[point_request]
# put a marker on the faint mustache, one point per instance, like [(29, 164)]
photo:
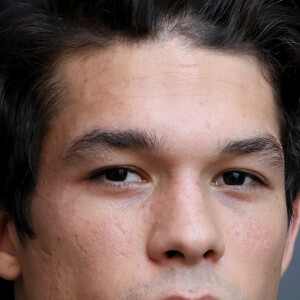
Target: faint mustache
[(186, 279)]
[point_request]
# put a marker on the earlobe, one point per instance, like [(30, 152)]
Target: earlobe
[(9, 263), (292, 236)]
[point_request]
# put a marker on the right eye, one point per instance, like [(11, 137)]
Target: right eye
[(118, 175)]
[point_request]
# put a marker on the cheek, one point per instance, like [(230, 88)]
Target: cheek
[(256, 248)]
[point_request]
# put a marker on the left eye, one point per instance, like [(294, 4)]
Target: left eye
[(118, 175), (237, 178)]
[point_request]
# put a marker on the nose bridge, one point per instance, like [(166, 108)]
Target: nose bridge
[(186, 224)]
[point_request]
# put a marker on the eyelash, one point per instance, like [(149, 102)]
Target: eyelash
[(257, 180), (100, 175)]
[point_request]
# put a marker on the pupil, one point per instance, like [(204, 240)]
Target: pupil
[(234, 178), (117, 174)]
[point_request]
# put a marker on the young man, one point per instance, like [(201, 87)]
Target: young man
[(150, 149)]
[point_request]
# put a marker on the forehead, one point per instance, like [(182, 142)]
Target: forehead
[(147, 84)]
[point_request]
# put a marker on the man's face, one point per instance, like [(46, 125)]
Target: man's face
[(162, 177)]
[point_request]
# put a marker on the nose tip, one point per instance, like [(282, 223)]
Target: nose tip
[(187, 233), (187, 245)]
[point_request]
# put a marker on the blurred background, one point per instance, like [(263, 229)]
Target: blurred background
[(290, 283)]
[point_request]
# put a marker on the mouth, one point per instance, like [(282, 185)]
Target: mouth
[(180, 297)]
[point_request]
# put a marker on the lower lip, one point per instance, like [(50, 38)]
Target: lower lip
[(189, 298)]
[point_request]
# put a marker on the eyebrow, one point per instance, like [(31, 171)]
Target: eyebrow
[(265, 145), (99, 140)]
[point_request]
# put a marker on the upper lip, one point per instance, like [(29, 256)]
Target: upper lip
[(179, 297)]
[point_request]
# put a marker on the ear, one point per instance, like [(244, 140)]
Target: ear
[(292, 236), (9, 265)]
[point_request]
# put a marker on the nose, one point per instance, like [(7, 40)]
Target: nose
[(186, 228)]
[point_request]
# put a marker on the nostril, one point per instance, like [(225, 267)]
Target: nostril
[(172, 253), (208, 253)]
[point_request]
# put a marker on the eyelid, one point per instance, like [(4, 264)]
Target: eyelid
[(257, 178), (97, 174)]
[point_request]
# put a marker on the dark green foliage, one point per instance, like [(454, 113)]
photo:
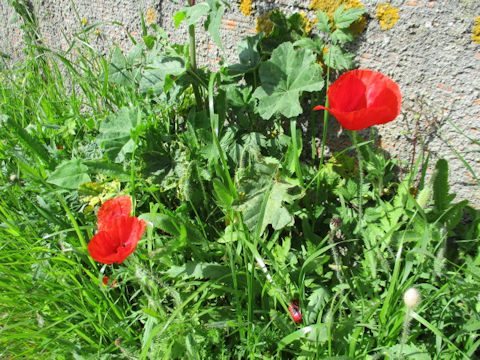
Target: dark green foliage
[(239, 222)]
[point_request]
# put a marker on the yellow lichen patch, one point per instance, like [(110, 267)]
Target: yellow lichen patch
[(387, 15), (151, 16), (264, 24), (329, 7), (246, 7), (308, 23), (476, 31)]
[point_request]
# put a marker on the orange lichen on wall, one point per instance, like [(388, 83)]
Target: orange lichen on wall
[(246, 7), (329, 7), (476, 31), (387, 15), (308, 23), (264, 24)]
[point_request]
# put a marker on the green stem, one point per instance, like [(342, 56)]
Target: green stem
[(296, 155), (193, 63), (214, 126), (324, 136), (354, 137), (312, 127)]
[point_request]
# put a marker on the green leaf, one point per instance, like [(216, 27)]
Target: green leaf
[(222, 194), (316, 301), (323, 23), (115, 133), (343, 19), (198, 271), (69, 174), (28, 141), (259, 189), (107, 168), (284, 78), (338, 59), (248, 54), (316, 44), (173, 225), (156, 74), (407, 351), (440, 186)]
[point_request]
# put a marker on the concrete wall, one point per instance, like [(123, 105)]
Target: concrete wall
[(429, 52)]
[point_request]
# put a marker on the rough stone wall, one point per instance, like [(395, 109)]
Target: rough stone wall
[(429, 52)]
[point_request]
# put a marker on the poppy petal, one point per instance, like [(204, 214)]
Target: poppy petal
[(103, 248), (119, 206), (127, 231), (362, 98)]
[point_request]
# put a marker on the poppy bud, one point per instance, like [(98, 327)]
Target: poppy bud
[(411, 298), (295, 311)]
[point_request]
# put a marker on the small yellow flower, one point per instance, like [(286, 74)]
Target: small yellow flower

=-=-=

All that is needed is the data above, repeated exactly, without the pictures.

Finished task:
[point_request]
# put a marker on the faint mustache, one point per instance, like [(29, 164)]
photo:
Target: faint mustache
[(186, 279)]
[point_request]
# put a marker on the earlobe, one point per instance, like [(30, 152)]
Target: earlobe
[(9, 263), (292, 236)]
[point_request]
# put a marker on the right eye, one point per instance, like [(11, 137)]
Target: right eye
[(118, 175)]
[point_request]
# put a marker on the cheek, one point per instance, like [(230, 88)]
Target: cheek
[(256, 248)]
[point_request]
# put a marker on the left eye, one point per instance, like [(294, 4)]
Target: left eye
[(118, 175), (237, 178)]
[point_request]
# put a marker on the nose bridge, one point per instance, like [(166, 108)]
Target: nose bridge
[(186, 224)]
[point_request]
# put a marker on the eyelash, one point per instance, like [(149, 102)]
Target: eyelash
[(257, 180), (100, 175)]
[point_request]
# put a marker on the pupil, one point per instance, like [(204, 240)]
Target: pupil
[(234, 178), (117, 174)]
[point_request]
# put a marker on the young man, one point per instance, like [(201, 87)]
Target: young man
[(150, 149)]
[point_request]
# put a marker on the forehead, one point per instance, like [(182, 142)]
Target: forehead
[(147, 84)]
[point_request]
# put a marker on the man's face, one point per instance, like [(46, 125)]
Target: man's face
[(162, 177)]
[point_request]
# put a marker on the nose tip, one point per instance, like [(282, 223)]
Target: nose tip
[(187, 233), (187, 245)]
[point_request]
# put a marker on the blurred background, one point per instance, like [(263, 229)]
Target: blurred background
[(290, 283)]
[point_request]
# put a marker on the mouth, one point per instance, like [(282, 185)]
Target: mouth
[(180, 297)]
[point_request]
# put a marker on the lower lip, one point per instance, like [(50, 38)]
Target: lower lip
[(189, 298)]
[point_request]
# put a marker on the eyebrow, one point per instance, like [(31, 171)]
Target: eyebrow
[(265, 145), (99, 140)]
[point_request]
# put a marker on the upper lip, one point per instance, like [(29, 256)]
Target: upper lip
[(179, 297)]
[point_request]
# put a marker on the ear, one point per instance, like [(244, 140)]
Target: ear
[(292, 236), (9, 265)]
[point_request]
# put a marker on the nose, one point per instance, like [(7, 40)]
Target: nose
[(186, 228)]
[point_request]
# put a marker on the nostril, one point per instance, like [(225, 267)]
Target: nostril
[(172, 253), (208, 253)]
[point_request]
# put a marker on the eyelid, one point per instance, like [(4, 264)]
Target: eyelid
[(257, 178), (97, 174)]
[point_request]
# put a marker on the dark green foliage, one point per instance, like [(454, 113)]
photo:
Target: dark green foliage
[(239, 222)]
[point_request]
# put a marker on the yellow lichen patch, one point per instance, like [(110, 267)]
Target: yellow lichen patch
[(387, 15), (151, 16), (264, 24), (329, 7), (246, 7), (308, 23), (476, 31)]
[point_request]
# put a marker on the orange lichen on wall, one point per instance, like [(388, 83)]
Target: orange lichen on wall
[(246, 7), (329, 7), (476, 31), (387, 15), (308, 23), (264, 24)]
[point_request]
# put a marker on the green stem, one point per instance, like [(342, 56)]
Target: green stem
[(296, 155), (193, 63), (214, 126), (324, 136), (354, 137), (312, 127)]
[point_request]
# put a marker on the green leaf, one point per instance, like [(216, 27)]
Target: green leaf
[(222, 194), (316, 301), (323, 23), (115, 133), (343, 19), (198, 271), (69, 174), (28, 141), (259, 189), (107, 168), (284, 78), (338, 59), (248, 54), (316, 44), (173, 225), (156, 74), (407, 351), (440, 186)]
[point_request]
# put a marker on the concrete wall, one point per instance, like [(123, 105)]
Target: concrete wall
[(429, 52)]
[point_request]
# put a marker on the rough stone wall, one point per instance, like [(395, 109)]
Target: rough stone wall
[(429, 52)]
[point_request]
# put a marker on the poppy petal, one point per instance, like [(204, 214)]
Target: poppy petal
[(103, 248), (119, 206), (127, 231), (362, 98)]
[point_request]
# put a marker on the poppy bud, one point per instance, like [(98, 327)]
Target: poppy bud
[(411, 298), (295, 311)]
[point_request]
# put a marker on the small yellow flower, one point per instance, like [(286, 74)]
Target: small yellow flower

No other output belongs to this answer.